- EXERCISE 1
Count the lines in the records below that contain the string "wooden", with case significant, and give only the number.

━━ DOCUMENT EXTRACT

Normalization and measurement scales
The MCDA pipeline rescales every metric to the unit interval before it weights and aggregates. The default is min-max scaling. This page explains where min-max goes wrong, why the right choice depends on the measurement scale of the metric, and how each metric card picks a normalization that fits.
Why min-max is the default, and where it fails
Min-max scaling maps the smallest value in a column to 0 and the largest to 1. It is simple and it keeps the order of the methods. It has three failure modes that matter for benchmarks.
First, one outlier sets the scale. Runtime and peak memory span orders of magnitude. If one method is a hundred times slower than the rest, it sets the top of the range, and every other method maps to a value near the same end. The real speed differences among the good methods then disappear, and the ranking turns on whichever metric still has spread.
Second, a meaningful zero is lost. The Adjusted Rand Index is corrected for chance, so a value of 0 means no better than random. Min-max against the declared range of -1 to 1 maps that 0 to 0.5, half way to the best possible score. A method that learned nothing then looks average, and it can outrank a method that is honestly, if modestly, better once a second metric enters the sum.
Third, an empirical bound is not stable. Runtime has no upper limit, so min-max uses the largest observed value as the top of the scale. Add a new method to the table and the scale shifts, which changes the normalized score of every method already there. A leaderboard that grows over time is not comparable from one version to the next.
The scale of a metric decides what is allowed
Stevens described four measurement scales. Two of them matter here.
An interval scale has a meaningful zero only by convention, and equal differences are comparable but ratios are not. The Adjusted Rand Index and the silhouette coefficient are interval. An affine transform, of the form \(a x + b\), keeps the meaning of an interval scale.
A ratio scale has a true zero and ratios are meaningful: twice as long is twice as long. Runtime and peak memory are ratio. Only a similarity transform, multiplication by a positive constant, keeps the meaning of a ratio scale. Adding a constant moves the zero and breaks it.
Min-max subtracts the minimum, so it is an affine transform with a nonzero offset. On an interval metric that is fine. On a ratio metric it moves the true zero, which is the formal reason min-max can mislead on runtime and memory. Smith (1988) makes the matching point for averaging across datasets: only the geometric mean is meaningful for ratio data.

━━━━
━━ DATA IN THIS EXERCISE

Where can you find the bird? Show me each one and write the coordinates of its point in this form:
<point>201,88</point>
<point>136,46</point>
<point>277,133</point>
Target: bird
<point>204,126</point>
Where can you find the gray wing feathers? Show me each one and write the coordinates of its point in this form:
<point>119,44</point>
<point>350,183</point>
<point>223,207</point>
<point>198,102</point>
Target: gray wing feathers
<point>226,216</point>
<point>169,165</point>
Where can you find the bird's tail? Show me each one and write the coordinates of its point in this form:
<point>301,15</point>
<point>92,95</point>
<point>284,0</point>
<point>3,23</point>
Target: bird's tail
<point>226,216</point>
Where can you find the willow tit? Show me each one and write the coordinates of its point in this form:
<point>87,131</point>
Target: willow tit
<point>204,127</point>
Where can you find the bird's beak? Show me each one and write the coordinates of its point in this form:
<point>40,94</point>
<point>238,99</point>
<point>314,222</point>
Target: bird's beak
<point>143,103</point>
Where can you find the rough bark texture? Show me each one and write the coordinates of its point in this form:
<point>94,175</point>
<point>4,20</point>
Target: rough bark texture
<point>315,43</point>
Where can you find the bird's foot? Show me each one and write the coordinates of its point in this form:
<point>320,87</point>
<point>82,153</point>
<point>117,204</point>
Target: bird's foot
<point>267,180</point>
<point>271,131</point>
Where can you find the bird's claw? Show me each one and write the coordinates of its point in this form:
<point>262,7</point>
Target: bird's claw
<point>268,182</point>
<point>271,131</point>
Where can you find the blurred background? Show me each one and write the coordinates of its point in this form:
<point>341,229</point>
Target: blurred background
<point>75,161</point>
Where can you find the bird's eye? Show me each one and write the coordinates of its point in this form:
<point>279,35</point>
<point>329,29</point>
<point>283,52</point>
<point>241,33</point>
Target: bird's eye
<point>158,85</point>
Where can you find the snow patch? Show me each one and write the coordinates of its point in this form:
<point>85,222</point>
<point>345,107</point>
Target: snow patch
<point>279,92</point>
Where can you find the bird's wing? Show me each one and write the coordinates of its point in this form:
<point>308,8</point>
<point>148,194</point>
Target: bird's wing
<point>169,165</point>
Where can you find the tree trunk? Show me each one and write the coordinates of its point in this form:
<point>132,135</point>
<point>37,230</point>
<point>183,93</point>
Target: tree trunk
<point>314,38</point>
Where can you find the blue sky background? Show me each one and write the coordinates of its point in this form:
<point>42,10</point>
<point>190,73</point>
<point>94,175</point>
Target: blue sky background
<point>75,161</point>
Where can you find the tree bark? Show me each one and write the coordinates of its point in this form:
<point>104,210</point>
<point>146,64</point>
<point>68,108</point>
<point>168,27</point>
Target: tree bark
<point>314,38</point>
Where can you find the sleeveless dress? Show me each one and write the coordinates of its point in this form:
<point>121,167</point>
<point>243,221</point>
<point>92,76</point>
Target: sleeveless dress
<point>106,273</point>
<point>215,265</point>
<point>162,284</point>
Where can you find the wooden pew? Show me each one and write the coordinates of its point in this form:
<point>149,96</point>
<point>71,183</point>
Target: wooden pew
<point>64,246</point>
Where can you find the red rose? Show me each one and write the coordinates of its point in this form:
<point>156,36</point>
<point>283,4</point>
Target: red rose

━━━━

- EXERCISE 2
Reproduce the passage of the normalization page from "Second, a meaningful" to "enters the sum.", word for word.

- EXERCISE SOLUTION 1
2

- EXERCISE SOLUTION 2
Second, a meaningful zero is lost. The Adjusted Rand Index is corrected for chance, so a value of 0 means no better than random. Min-max against the declared range of -1 to 1 maps that 0 to 0.5, half way to the best possible score. A method that learned nothing then looks average, and it can outrank a method that is honestly, if modestly, better once a second metric enters the sum.